### To-do list
(A) In the excerpt on next-generation console hardware, write out the passage from "About his specs, it's" up to and including "streaming cloud games.", substituting "64 GB" for "32 GB".
(B) Pick up the discussion of next-generation console hardware and ray tracing where it stops, and keep writing in the same voice.

--- BEGIN Excerpt ---

NVidia says they are at 2 GPUs gens to achieve real time ray tracing, so in the next 4 years they should get it. The definition of ray traced games generally being used is the one where they actually change the entire graphics pipeline and instead of applying traditional lightning (Phong and similars), this entire stage will be replaced by ray tracing, for every object.

About his specs, it's really to early to call. Ray tracing is probably a given and will allow a great jump in visuals by itself. RAM won't be less than 32 GB probably (remember, 5 years in the future). CPU is a part where it's harder to predict (despite that, the Intel Xeon Phi processor are a good indicator of what's next). Well, maybe we won't even have a powerful PS5, just a simple box streaming cloud games.



daredevil.shark said:

Sorry. But 4k wont be standard for console gaming in next gen. Maybe 1440p at 30 fps or 1080p 60fps. Otherwise consoles have to cross $500 price point.


It isn't that hard. It's five years from now. With less than 4X what you have now on PS4 you can do 4K with the same visual level. It's 4 times more pixels and that will have an impact of 4X the performance only on stages where you are dealing with pixels and no impact at all at geometry level. You are basically stating that 5 year more recent tech won't be able to do much more than current one while in the previous gens we usually saw a 10X increase. The only thing that could held this would be real time ray tracing eating all GPU power and holding games at 1080p, but that will happen even on PC (since no GPU will be able to push ray tracing at 4K at the first few years).

--- END Excerpt ---
--- BEGIN Supplied data ---

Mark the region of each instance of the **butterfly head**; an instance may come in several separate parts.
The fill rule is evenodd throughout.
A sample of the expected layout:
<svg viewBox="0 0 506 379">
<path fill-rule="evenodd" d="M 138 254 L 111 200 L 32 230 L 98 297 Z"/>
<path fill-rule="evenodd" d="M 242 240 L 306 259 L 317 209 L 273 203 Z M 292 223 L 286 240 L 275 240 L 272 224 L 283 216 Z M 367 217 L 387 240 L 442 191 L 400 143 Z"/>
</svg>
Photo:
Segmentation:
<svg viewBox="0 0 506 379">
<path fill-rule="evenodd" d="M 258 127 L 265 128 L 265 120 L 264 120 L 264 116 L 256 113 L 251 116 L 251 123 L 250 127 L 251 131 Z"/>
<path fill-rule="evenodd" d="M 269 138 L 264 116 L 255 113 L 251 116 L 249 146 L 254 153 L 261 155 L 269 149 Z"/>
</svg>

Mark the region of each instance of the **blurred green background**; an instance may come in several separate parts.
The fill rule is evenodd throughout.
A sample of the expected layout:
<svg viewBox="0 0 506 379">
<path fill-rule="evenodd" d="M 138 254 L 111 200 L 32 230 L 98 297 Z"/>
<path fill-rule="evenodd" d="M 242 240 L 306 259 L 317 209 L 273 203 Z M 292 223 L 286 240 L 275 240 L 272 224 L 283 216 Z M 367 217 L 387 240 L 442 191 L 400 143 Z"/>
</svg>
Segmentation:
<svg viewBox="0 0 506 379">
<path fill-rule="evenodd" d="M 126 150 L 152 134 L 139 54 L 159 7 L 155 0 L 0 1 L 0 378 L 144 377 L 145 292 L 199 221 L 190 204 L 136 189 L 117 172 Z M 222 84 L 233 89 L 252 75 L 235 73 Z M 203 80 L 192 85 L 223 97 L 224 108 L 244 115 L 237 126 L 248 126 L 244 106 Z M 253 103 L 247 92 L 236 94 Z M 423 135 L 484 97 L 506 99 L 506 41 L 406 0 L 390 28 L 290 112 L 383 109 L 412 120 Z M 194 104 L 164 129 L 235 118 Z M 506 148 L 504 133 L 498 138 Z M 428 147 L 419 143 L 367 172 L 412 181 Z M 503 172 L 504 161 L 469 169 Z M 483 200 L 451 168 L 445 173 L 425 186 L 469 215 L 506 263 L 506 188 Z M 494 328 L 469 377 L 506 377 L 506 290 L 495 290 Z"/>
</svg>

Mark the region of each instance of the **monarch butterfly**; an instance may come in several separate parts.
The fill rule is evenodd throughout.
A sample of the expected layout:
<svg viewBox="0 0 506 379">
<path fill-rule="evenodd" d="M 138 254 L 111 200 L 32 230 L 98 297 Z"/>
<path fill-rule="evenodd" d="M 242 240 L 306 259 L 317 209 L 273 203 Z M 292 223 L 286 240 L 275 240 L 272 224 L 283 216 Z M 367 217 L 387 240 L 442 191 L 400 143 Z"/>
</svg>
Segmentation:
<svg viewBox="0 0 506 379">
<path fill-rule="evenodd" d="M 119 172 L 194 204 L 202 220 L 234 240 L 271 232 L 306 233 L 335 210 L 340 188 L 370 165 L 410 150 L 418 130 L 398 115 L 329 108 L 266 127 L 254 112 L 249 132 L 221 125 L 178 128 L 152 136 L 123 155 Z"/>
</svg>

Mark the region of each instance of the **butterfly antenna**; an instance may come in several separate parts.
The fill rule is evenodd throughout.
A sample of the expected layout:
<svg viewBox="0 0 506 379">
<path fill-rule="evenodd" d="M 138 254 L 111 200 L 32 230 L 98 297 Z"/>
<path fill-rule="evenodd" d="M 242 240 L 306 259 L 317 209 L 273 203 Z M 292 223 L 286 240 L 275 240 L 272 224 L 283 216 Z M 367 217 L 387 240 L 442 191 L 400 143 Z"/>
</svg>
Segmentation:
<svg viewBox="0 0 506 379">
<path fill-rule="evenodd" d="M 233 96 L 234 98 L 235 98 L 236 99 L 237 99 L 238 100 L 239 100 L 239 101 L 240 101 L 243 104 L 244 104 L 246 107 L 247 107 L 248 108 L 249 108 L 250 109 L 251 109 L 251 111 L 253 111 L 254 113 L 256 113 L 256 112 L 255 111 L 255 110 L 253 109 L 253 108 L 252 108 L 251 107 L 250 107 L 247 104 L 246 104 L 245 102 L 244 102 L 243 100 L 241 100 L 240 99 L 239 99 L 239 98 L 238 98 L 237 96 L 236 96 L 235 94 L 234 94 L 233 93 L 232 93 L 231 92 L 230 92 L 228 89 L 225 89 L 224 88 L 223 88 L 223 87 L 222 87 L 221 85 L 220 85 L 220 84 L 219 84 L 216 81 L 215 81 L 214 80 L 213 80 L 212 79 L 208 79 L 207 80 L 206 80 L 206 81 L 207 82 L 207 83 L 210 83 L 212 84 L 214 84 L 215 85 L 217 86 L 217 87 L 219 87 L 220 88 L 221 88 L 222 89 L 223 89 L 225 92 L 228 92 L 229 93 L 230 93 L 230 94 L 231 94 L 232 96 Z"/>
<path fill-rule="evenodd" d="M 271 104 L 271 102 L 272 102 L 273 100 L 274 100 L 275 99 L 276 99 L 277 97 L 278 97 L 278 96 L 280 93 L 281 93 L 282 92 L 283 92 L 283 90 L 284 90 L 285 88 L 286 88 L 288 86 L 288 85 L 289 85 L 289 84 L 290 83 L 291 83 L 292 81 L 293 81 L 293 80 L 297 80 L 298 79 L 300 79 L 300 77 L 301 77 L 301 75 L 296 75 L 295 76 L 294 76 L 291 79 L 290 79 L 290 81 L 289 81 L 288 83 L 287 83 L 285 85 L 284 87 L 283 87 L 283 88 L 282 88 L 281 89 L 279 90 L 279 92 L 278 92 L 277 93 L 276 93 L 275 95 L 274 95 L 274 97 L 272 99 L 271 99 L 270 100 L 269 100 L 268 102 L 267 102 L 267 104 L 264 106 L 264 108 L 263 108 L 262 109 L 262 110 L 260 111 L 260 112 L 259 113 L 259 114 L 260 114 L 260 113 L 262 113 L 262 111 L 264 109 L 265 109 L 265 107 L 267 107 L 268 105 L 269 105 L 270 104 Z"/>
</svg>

--- END Supplied data ---

### The responses
(A)
About his specs, it's really to early to call. Ray tracing is probably a given and will allow a great jump in visuals by itself. RAM won't be less than 64 GB probably (remember, 5 years in the future). CPU is a part where it's harder to predict (despite that, the Intel Xeon Phi processor are a good indicator of what's next). Well, maybe we won't even have a powerful PS5, just a simple box streaming cloud games.

(B)
Despite that, there wasn't a good reason to push 4K now. Basically, nobody has a 4K TV. 5 years from now that will probably change and it will be more interesting to do 4K.



I expect it to have specs close to a mid end PC of that time period.



J_Allard said:
LOL @ all that RAM.


Why? 64 GB is actually possible in 5 years. PS4 has 8GB, PS3 has 512MB and PS2 has 32MB. More than 10 times each iteration. It could well go to 128 GB and I wouldn't be surprised. 



torok said:
J_Allard said:
LOL @ all that RAM.


Why? 64 GB is actually possible in 5 years. PS4 has 8GB, PS3 has 512MB and PS2 has 32MB. More than 10 times each iteration. It could well go to 128 GB and I wouldn't be surprised. 

How many PCs come with more than 8 GB RAM standard these days?  Very few.  So if the PC market isn't even going past 8 GB right now then why would the console market jump past the PC market?  The standard PC market will be at 8-16 GB for the next 5 years at least.  I don't see PCs coming with 32 GB standard for a long time.